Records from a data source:
++++++++
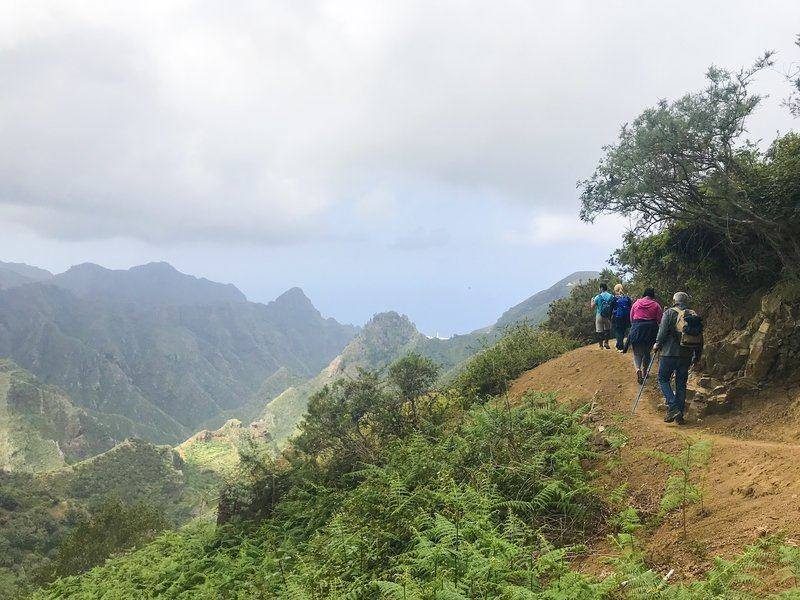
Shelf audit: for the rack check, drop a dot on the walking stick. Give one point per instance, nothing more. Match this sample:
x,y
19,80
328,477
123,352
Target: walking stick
x,y
644,381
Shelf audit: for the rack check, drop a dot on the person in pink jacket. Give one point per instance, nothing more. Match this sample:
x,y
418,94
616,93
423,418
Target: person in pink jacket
x,y
645,316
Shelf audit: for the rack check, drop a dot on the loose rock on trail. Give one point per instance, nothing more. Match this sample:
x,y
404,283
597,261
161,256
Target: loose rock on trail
x,y
751,482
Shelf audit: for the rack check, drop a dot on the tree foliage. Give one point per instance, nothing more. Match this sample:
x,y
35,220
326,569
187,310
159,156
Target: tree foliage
x,y
684,165
115,527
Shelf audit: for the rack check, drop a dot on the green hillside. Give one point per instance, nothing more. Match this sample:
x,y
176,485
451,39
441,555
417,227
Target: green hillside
x,y
388,336
40,512
40,429
154,353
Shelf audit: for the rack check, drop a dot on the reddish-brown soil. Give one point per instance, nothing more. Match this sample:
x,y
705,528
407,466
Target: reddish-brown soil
x,y
751,482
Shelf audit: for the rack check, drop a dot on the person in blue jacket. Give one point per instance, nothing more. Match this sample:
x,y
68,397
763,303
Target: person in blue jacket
x,y
603,305
621,318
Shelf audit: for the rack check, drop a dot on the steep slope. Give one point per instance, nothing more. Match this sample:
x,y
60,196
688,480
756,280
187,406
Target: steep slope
x,y
388,336
16,274
383,339
534,309
752,481
157,283
146,366
40,429
37,510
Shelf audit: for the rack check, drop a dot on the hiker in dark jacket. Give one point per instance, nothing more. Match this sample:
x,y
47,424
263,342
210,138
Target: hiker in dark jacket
x,y
646,315
676,357
621,319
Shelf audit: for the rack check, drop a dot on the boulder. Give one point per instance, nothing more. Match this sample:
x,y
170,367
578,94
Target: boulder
x,y
767,346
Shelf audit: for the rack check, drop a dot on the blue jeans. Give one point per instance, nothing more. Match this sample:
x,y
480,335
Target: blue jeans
x,y
676,401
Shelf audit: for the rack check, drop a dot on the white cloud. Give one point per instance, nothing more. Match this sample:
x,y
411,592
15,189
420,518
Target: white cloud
x,y
549,229
259,120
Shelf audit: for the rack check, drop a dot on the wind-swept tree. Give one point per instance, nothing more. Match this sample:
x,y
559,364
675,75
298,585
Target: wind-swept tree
x,y
686,163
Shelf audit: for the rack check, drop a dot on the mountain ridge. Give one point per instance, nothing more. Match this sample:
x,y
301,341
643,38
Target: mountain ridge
x,y
147,364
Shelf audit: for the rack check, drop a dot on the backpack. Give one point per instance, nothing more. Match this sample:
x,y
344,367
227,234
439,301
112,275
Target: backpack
x,y
622,307
690,327
606,305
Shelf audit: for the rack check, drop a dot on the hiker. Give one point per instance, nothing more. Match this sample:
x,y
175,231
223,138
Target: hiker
x,y
645,317
680,341
621,316
603,305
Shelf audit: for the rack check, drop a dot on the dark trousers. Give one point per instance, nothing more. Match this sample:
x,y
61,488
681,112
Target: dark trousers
x,y
621,327
669,365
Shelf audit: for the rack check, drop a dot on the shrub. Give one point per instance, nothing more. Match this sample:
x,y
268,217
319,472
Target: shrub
x,y
522,347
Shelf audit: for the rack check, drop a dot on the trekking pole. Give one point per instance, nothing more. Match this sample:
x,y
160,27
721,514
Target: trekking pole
x,y
644,381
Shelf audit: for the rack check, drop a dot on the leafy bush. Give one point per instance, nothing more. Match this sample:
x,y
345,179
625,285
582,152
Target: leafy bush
x,y
522,347
115,527
476,508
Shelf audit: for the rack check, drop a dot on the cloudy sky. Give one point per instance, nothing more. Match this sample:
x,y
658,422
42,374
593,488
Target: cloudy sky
x,y
414,155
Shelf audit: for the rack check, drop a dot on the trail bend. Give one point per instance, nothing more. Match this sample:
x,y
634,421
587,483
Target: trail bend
x,y
752,482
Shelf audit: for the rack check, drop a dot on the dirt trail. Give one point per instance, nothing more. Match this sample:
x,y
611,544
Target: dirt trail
x,y
752,483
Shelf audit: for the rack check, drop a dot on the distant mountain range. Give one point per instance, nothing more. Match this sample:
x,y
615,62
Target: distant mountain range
x,y
101,355
155,353
389,335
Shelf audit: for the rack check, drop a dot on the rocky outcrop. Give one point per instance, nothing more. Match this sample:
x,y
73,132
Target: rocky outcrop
x,y
766,349
768,346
++++++++
● What you need to do: Extract, verbatim, the lines from the one containing "on the leafy" through the last line of the listing above.

● Task result:
Shelf audit: for the rack check, drop a dot on the leafy bush. Give one point per instance, nothing more. Match this sample:
x,y
345,179
625,285
582,152
Target: leafy bush
x,y
522,347
115,527
476,508
Shelf audit: for the rack check, drop a dot on the cloudy sky. Give one point per instance, nothing more. Match this sample:
x,y
658,422
42,374
593,488
Target: cloudy sky
x,y
414,155
Shelf audit: for the rack check, drop a dot on the trail bend. Give one point per instance, nothing more. Match this sample:
x,y
634,421
587,483
Target: trail bend
x,y
752,482
Shelf audit: for the rack check, drop a dot on the dirt trail. Give one point per instance, nothing more. Match this sample:
x,y
611,544
Target: dirt trail
x,y
752,483
Shelf audit: for the rack check, drop a dot on the distant mountain range. Give one point per instance, nothing more. Match this sample:
x,y
615,62
Target: distant mountain range
x,y
101,355
155,353
389,335
Shelf audit: for the rack check, drop a dot on the rocky outcrop. Give one point per instance, nothing more. Match this sample:
x,y
73,132
Target: rocky outcrop
x,y
766,349
768,346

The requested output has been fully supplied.